• [ASSIGNED TASK]: Give again, word for word, each line below starting at the one that contains "column 593, row 342" and ending at the one that contains "column 553, row 418".

(Referring expression data)
※

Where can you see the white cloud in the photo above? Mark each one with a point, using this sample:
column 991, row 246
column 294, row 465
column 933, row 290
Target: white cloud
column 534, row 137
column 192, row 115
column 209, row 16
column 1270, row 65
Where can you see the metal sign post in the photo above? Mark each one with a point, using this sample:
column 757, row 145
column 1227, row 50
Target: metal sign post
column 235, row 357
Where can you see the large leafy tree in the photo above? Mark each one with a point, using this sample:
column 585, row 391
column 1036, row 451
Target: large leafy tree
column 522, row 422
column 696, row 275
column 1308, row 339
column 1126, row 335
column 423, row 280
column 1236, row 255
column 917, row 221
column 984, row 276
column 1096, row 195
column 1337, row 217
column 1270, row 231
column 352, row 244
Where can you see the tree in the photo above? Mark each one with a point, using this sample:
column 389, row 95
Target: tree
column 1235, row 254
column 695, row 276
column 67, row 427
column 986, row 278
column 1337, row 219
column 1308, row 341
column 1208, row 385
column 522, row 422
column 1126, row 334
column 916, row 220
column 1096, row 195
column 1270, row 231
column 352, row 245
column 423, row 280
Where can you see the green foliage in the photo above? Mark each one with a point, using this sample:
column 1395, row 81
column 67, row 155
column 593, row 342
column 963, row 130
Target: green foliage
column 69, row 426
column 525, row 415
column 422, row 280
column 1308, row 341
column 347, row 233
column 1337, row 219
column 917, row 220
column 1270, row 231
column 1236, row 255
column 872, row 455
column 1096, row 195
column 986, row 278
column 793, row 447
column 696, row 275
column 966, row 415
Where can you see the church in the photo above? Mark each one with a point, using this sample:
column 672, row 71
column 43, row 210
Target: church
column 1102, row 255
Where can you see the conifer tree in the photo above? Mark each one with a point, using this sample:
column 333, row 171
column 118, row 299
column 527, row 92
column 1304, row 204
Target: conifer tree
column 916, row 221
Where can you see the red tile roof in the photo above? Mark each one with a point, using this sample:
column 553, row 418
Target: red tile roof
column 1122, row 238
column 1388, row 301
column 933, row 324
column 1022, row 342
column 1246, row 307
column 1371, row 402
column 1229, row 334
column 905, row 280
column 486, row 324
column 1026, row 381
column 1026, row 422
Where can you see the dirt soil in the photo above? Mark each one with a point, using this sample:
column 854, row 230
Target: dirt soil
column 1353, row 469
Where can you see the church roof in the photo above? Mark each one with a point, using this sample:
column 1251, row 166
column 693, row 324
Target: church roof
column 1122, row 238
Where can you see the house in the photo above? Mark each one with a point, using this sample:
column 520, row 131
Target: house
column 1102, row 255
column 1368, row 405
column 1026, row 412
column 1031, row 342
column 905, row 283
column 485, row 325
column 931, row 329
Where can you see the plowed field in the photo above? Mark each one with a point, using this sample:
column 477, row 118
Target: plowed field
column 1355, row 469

※

• [WRITTEN RESPONSE]:
column 593, row 342
column 963, row 130
Target: green foliage
column 69, row 426
column 525, row 415
column 422, row 280
column 1308, row 341
column 347, row 233
column 1337, row 219
column 917, row 220
column 1270, row 231
column 1236, row 255
column 872, row 455
column 1096, row 195
column 986, row 278
column 793, row 447
column 696, row 275
column 966, row 415
Where can you see the church in the photo above? Mark each one with a point, using this sample:
column 672, row 71
column 43, row 210
Target: church
column 1102, row 255
Where can you see the conifer tree in the photo above? Mark each one with a point, using this sample:
column 333, row 171
column 118, row 299
column 527, row 92
column 1304, row 204
Target: conifer tree
column 916, row 221
Where can you see the red tile roof in the photo above? Mark each one with a point, using this sample:
column 553, row 418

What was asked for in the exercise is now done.